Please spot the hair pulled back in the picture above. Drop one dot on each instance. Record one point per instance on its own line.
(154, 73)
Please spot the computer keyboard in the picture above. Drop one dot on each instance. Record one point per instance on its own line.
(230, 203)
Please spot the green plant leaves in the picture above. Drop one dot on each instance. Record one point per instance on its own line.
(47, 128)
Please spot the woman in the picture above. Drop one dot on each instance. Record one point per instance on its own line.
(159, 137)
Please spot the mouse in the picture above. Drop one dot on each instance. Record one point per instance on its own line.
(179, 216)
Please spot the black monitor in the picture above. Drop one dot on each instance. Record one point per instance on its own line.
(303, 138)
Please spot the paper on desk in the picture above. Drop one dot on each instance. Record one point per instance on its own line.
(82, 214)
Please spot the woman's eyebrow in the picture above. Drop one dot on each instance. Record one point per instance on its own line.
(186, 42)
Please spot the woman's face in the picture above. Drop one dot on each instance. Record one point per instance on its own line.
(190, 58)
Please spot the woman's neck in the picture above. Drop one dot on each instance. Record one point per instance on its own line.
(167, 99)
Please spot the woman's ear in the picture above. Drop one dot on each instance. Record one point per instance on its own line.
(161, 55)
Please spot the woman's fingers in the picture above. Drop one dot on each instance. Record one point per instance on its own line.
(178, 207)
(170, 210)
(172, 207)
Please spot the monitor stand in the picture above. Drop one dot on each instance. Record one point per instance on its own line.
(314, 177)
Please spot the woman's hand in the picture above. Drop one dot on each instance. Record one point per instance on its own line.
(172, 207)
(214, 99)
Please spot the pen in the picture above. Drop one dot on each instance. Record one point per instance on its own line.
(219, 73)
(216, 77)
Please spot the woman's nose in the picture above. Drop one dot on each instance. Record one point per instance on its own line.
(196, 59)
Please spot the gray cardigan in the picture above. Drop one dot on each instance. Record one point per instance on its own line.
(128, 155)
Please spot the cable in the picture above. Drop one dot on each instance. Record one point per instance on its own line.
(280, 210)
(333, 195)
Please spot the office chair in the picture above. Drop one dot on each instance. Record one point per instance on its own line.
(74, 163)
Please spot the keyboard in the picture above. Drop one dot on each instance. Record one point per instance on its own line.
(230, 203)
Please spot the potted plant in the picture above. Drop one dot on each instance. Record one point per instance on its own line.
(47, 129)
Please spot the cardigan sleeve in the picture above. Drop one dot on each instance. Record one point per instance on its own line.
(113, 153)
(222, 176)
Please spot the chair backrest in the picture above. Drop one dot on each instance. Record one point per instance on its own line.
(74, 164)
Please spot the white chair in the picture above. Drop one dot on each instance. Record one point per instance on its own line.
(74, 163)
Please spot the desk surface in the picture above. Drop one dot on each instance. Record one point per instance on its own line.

**Exercise**
All of the entries above, written out exactly, make up the reply.

**Answer area**
Please spot the hair pulled back in the picture above. Drop one dot on each instance. Record one point per instance on its own line.
(154, 73)
Please spot the computer keyboard in the picture above. Drop one dot on each instance. Record one point per instance on its own line.
(230, 203)
Please spot the green plant leaves in the picture above. Drop one dot on each instance. Record one point per instance on its own line.
(47, 128)
Please spot the woman in the picture above. Drop one dot on each instance. Record one point per instance on its own line.
(159, 137)
Please spot the mouse in the picture above. Drop one dot on each instance. Record one point per instance on its own line.
(179, 216)
Please spot the black monitor in the picture above. Drop one dot on each instance. Record one point per instance on its own line.
(303, 138)
Please spot the paper on desk in the picture above. Drop one dot on each instance. Record one point per instance on its own line.
(82, 214)
Please spot the woman's eyebrow in the picture above. Drop one dot on each instance. Record one point per instance on its own line.
(186, 42)
Please spot the woman's face in the picture above. Drop one dot on each instance. Record one point per instance on its own line.
(190, 58)
Please spot the woman's neck in the picture above. Drop one dot on each instance. Record one point per instance on its own line.
(167, 99)
Please spot the woman's ear in the picture above. Drop one dot on each instance. Record one point per instance on its own line.
(161, 55)
Please spot the woman's fingers in the picture above. Drop one dot on each instance. Record one point per instance on its own line.
(178, 207)
(170, 210)
(172, 207)
Please spot the monitor stand in the picture above. Drop one dot on each instance. Record one point per instance on its own line.
(314, 177)
Please spot the woman's hand in the picture above. Drop one dot on each instance. Record one point per instance on its own line.
(172, 207)
(214, 99)
Please spot the pen in the picture above. Drop one dot on each instance. Record one point per instance on its own line.
(219, 73)
(216, 77)
Please spot the woman's nose in the picture above. Drop one dot on each instance. Record one point per instance on its own line.
(196, 59)
Please spot the gray cardigan in the picture above. Drop one dot on each instance. Record one point per instance on its own line.
(128, 155)
Please spot the cable in the picture above. Drop one dot on each instance. Record one point per instance on its own line.
(280, 210)
(333, 195)
Please spot the office chair in the picture above. Drop one dot on each instance. Record one point per instance on its own line.
(74, 163)
Please spot the keyboard in the picture above. Drop one dot on each instance. Record one point per instance on its own line.
(230, 203)
Please spot the potted plant in the picture above. Drop one dot on each instance. Record one point per instance on its own line.
(47, 129)
Please spot the cardigan sleeve in the picture above. Drop one dot on each instance. Record one point per instance on its own line.
(113, 153)
(222, 176)
Please spot the chair backrest in the picture above. Drop one dot on each instance. Record one point per instance on its own line.
(74, 164)
Please spot the white chair in the picture above. Drop one dot on each instance. Record one point per instance on its own line.
(74, 163)
Please spot the desk surface in the picture above. Drop one dot on each instance. Record one point per instance on its own line.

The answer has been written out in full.